EXERCISE GOAL:
When you reach the line containing "Can you find the concrete", begin copying, and keep copying each line exactly until the listing ends.

DATASET ENTRIES:
☆ ☆ ☆ ☆ ☆

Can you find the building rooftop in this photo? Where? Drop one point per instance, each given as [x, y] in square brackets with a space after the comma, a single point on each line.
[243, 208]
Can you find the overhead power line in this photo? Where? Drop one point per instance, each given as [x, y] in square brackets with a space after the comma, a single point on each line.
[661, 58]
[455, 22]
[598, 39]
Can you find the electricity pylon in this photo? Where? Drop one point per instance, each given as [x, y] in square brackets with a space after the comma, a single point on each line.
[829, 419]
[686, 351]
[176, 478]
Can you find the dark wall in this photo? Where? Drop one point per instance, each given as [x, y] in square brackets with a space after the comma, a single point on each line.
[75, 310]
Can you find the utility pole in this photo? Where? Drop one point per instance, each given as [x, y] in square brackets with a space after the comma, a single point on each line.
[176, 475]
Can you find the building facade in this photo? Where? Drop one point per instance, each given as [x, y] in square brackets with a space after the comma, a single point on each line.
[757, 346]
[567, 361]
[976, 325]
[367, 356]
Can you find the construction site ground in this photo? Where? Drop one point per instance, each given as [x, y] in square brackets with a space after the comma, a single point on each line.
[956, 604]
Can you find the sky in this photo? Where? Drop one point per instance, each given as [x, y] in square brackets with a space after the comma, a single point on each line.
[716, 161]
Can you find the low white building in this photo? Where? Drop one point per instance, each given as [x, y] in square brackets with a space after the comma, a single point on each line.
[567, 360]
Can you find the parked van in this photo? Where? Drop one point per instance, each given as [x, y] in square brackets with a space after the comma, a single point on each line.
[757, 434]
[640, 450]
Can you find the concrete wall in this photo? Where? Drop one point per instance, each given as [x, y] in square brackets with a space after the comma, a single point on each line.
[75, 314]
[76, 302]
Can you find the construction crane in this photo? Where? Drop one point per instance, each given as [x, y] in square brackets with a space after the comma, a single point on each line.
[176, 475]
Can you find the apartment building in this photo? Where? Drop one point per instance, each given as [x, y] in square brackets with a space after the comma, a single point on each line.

☆ ☆ ☆ ☆ ☆

TASK SOLUTION:
Can you find the concrete wall in this photo? Where? Drop one point per instance, each given as [x, y] in square brackets with a space after the comma, a single point on each line.
[75, 314]
[76, 302]
Can you find the construction crane in this photo? Where? Drop one point per instance, each given as [x, y] in square brackets with a space after the comma, a single point on each line.
[176, 475]
Can you find the apartment building in this photo? Where? Drop one point per instance, each given as [x, y] in square brackets with a space after the comma, a single point on each line.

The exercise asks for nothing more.